Task requirements = Set down exactly the lines in the records below that run from the line with "18L56 9L46 16L7" to the line with "positive clicks: (4, 29)", inclusive, and nothing more.

──────────

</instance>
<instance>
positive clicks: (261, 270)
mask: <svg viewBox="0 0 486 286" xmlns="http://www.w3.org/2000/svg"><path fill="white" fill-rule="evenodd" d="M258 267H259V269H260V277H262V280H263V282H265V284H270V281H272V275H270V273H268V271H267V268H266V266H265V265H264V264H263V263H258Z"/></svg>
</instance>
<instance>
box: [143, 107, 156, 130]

──────────

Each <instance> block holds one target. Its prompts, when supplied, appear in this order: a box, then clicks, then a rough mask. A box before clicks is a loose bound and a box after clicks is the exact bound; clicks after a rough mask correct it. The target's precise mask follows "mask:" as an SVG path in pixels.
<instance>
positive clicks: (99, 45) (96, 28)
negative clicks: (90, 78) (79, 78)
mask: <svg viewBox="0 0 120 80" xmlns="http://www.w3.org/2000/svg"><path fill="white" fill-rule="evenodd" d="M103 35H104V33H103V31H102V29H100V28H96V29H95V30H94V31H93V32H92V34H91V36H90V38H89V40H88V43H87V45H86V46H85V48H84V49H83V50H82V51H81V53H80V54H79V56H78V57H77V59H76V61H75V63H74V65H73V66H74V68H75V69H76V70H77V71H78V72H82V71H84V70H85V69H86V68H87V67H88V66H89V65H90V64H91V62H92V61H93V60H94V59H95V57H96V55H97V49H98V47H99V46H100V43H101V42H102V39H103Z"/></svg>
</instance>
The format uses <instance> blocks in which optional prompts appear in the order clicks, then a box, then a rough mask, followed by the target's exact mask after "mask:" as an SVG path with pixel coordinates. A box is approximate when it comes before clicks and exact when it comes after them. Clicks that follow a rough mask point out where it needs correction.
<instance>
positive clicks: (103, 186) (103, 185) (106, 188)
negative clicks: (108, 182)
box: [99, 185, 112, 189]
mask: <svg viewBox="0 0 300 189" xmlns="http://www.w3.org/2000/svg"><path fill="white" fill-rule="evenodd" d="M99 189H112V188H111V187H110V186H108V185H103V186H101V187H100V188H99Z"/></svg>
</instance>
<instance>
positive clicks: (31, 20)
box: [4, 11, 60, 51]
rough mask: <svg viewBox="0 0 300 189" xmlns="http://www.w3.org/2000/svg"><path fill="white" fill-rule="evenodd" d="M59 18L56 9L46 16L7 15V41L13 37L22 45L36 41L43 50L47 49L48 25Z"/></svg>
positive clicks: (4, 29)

──────────

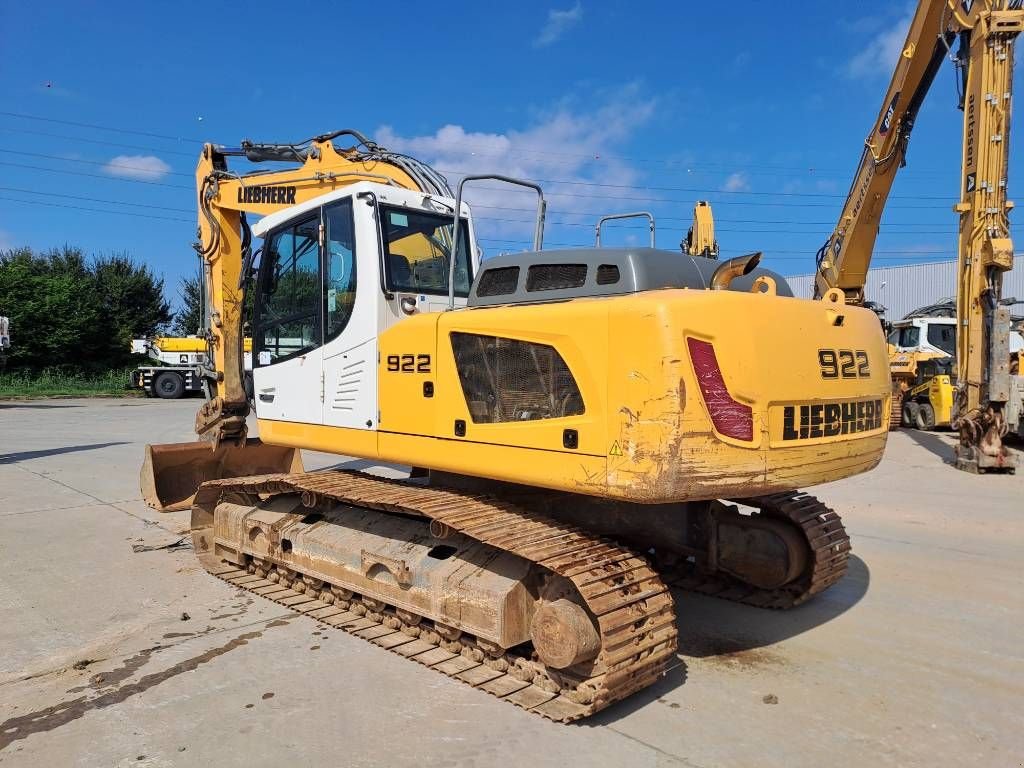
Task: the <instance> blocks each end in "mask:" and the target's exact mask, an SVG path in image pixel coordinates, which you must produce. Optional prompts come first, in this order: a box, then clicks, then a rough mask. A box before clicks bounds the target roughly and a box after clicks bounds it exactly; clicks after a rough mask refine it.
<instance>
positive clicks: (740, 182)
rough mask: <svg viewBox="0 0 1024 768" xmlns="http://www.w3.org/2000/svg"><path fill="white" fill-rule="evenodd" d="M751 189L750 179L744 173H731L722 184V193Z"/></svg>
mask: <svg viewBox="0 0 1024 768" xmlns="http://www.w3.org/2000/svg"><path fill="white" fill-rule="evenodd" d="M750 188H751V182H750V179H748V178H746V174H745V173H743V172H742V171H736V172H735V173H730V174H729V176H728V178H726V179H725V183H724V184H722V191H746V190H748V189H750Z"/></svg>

──────────

Task output =
rough mask: <svg viewBox="0 0 300 189" xmlns="http://www.w3.org/2000/svg"><path fill="white" fill-rule="evenodd" d="M59 18L56 9L46 16L7 15V41L13 37L22 45L36 41L43 50L47 49L48 25Z"/></svg>
positive clicks: (4, 29)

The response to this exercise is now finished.